Activity: Copy exactly, and only, the lines from the line containing "Find blurred person" through the last line of the records below, both included.

Data to use:
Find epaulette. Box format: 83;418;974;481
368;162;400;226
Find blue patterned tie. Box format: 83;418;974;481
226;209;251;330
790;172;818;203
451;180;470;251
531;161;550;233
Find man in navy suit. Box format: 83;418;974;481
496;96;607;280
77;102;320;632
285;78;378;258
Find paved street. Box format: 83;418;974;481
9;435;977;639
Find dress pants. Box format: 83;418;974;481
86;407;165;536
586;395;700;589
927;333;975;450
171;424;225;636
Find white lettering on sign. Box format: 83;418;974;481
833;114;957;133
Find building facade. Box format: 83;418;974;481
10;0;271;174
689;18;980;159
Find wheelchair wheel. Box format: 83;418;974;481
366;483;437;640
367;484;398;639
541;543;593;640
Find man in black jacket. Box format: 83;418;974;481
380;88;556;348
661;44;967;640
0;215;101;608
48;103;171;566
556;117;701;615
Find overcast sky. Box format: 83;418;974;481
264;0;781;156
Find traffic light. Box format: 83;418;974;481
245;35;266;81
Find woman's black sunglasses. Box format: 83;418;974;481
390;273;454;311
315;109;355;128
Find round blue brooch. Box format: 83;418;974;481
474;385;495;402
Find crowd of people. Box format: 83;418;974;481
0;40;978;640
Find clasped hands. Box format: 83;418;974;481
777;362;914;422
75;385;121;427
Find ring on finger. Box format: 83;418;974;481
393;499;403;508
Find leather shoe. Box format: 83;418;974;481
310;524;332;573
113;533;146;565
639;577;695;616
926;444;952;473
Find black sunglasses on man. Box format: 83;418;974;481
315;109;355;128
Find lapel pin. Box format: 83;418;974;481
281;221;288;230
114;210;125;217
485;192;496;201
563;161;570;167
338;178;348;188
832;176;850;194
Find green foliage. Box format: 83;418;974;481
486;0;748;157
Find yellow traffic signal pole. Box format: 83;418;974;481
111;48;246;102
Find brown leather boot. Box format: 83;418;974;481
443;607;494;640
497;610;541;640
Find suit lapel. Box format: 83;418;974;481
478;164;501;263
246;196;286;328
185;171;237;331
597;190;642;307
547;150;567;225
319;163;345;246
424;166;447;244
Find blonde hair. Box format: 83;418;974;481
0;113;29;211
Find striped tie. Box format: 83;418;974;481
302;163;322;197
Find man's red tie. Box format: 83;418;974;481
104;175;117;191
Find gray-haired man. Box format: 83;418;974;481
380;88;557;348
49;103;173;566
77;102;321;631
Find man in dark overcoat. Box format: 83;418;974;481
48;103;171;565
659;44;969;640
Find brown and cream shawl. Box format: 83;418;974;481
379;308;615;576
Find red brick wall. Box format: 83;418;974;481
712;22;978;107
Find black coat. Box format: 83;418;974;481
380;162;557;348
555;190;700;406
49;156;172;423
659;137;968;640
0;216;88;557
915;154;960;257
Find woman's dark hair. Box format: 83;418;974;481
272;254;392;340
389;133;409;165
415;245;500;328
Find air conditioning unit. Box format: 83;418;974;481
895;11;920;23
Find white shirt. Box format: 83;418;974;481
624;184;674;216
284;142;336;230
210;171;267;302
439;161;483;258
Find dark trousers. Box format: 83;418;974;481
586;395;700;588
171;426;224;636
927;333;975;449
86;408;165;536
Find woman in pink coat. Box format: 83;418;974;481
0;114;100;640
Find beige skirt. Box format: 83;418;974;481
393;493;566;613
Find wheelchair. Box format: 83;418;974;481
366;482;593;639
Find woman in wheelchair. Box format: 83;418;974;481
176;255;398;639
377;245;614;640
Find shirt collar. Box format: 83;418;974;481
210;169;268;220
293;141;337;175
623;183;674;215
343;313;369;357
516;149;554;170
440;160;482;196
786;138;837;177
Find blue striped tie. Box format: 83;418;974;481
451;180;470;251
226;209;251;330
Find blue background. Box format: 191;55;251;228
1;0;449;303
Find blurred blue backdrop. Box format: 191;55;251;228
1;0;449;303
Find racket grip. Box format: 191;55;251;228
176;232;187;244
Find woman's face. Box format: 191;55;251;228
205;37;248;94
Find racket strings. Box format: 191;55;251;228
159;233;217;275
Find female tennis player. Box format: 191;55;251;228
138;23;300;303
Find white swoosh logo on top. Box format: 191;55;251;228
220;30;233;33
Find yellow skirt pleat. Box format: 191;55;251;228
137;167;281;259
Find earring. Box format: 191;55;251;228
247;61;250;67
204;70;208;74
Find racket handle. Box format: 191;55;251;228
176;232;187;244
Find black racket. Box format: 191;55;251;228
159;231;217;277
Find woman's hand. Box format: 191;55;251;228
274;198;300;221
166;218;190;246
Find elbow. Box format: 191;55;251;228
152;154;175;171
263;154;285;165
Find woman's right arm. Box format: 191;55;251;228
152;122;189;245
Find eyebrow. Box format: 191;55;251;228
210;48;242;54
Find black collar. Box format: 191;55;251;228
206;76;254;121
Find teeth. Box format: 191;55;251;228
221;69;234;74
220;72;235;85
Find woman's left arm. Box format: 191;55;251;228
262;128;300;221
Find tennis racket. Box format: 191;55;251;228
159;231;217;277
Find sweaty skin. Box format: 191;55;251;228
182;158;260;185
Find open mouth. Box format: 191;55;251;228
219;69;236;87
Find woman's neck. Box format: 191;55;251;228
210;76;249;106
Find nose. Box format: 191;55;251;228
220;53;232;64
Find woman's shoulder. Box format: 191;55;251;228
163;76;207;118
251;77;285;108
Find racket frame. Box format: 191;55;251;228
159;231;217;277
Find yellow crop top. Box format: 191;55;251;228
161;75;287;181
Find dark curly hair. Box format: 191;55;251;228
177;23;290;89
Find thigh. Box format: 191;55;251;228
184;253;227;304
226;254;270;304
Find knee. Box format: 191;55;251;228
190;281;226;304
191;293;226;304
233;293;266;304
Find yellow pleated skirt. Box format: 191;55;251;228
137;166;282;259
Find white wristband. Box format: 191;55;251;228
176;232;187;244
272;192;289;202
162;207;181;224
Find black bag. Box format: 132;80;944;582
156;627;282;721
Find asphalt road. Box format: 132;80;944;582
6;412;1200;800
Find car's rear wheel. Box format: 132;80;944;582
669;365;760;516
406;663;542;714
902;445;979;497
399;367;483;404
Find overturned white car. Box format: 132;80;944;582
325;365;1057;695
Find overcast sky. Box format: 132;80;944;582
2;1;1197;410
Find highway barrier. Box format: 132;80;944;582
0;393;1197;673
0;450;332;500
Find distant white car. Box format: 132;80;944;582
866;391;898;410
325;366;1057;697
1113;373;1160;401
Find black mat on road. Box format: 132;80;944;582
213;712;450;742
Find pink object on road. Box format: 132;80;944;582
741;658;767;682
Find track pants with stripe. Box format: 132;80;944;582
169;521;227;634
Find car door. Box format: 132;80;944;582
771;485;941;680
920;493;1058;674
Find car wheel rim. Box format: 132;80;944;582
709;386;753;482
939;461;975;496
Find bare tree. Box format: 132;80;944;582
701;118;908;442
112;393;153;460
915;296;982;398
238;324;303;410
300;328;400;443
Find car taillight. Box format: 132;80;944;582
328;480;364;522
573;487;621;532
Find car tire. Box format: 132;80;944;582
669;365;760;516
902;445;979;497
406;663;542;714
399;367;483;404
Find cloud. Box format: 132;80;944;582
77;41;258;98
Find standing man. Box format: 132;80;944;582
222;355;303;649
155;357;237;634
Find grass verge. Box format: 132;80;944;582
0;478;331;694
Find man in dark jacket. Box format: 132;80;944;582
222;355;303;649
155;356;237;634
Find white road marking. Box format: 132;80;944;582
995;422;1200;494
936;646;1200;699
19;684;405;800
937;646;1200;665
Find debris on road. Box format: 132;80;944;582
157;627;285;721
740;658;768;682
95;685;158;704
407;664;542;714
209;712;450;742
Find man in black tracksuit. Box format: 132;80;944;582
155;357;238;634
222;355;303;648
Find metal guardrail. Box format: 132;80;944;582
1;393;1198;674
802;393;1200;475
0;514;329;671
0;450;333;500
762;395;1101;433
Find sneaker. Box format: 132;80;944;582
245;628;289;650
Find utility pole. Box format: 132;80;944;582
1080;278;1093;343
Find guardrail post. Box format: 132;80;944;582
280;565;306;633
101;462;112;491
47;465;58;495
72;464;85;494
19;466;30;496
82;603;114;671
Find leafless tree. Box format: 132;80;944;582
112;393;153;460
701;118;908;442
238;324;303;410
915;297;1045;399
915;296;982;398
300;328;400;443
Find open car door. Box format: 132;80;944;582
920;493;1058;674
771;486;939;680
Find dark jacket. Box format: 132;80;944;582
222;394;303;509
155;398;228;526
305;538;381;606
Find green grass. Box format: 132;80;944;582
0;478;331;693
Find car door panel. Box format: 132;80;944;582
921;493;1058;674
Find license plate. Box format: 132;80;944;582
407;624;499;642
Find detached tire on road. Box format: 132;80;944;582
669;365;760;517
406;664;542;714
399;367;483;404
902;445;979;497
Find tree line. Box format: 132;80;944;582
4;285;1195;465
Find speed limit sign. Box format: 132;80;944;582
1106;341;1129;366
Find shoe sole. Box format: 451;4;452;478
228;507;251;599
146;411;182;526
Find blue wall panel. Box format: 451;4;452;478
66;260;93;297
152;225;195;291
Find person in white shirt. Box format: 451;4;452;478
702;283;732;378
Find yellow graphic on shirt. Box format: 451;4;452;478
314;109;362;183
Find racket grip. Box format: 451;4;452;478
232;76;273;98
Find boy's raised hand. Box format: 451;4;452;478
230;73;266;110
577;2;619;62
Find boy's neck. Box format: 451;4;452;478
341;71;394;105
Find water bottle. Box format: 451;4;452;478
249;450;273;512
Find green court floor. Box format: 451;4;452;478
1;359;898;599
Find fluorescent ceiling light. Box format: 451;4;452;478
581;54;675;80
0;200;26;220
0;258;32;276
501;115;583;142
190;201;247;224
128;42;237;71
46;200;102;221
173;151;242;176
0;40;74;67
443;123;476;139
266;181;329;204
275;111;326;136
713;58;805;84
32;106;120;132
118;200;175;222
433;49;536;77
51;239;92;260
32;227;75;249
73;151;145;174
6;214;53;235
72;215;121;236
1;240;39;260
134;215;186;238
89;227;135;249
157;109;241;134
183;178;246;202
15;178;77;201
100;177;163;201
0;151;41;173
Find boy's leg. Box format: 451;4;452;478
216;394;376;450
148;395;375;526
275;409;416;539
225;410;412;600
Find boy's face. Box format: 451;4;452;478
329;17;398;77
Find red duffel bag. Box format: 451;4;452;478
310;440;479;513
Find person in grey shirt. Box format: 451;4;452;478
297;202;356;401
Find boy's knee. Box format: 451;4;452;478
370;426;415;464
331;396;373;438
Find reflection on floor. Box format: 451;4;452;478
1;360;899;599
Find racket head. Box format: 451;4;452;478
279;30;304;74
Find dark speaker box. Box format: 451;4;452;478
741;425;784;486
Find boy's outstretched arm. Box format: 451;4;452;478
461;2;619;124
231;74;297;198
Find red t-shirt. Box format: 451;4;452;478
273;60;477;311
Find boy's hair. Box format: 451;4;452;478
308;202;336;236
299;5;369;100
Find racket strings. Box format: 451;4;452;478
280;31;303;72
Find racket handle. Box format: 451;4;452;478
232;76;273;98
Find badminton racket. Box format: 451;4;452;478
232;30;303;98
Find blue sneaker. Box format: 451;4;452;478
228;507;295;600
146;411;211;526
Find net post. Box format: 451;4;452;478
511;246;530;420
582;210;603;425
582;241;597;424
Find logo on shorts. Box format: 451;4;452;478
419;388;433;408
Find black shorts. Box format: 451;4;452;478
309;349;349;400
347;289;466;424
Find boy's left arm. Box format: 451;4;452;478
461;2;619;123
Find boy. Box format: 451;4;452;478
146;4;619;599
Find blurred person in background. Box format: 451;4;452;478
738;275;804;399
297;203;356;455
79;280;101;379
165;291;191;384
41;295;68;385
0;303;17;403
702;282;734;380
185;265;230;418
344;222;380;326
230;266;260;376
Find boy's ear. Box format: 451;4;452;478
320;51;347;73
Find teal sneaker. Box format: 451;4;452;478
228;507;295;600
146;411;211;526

Result of this task:
Find blurred person in background. Box format: 451;4;452;478
738;275;804;399
297;203;356;455
79;280;101;379
165;291;191;384
41;295;68;385
0;303;17;403
702;282;734;380
185;265;230;418
344;222;380;326
230;266;260;376
Find boy's ear. Box format: 451;4;452;478
320;51;347;73
Find teal sneaker. Box format: 451;4;452;478
228;507;295;600
146;411;211;526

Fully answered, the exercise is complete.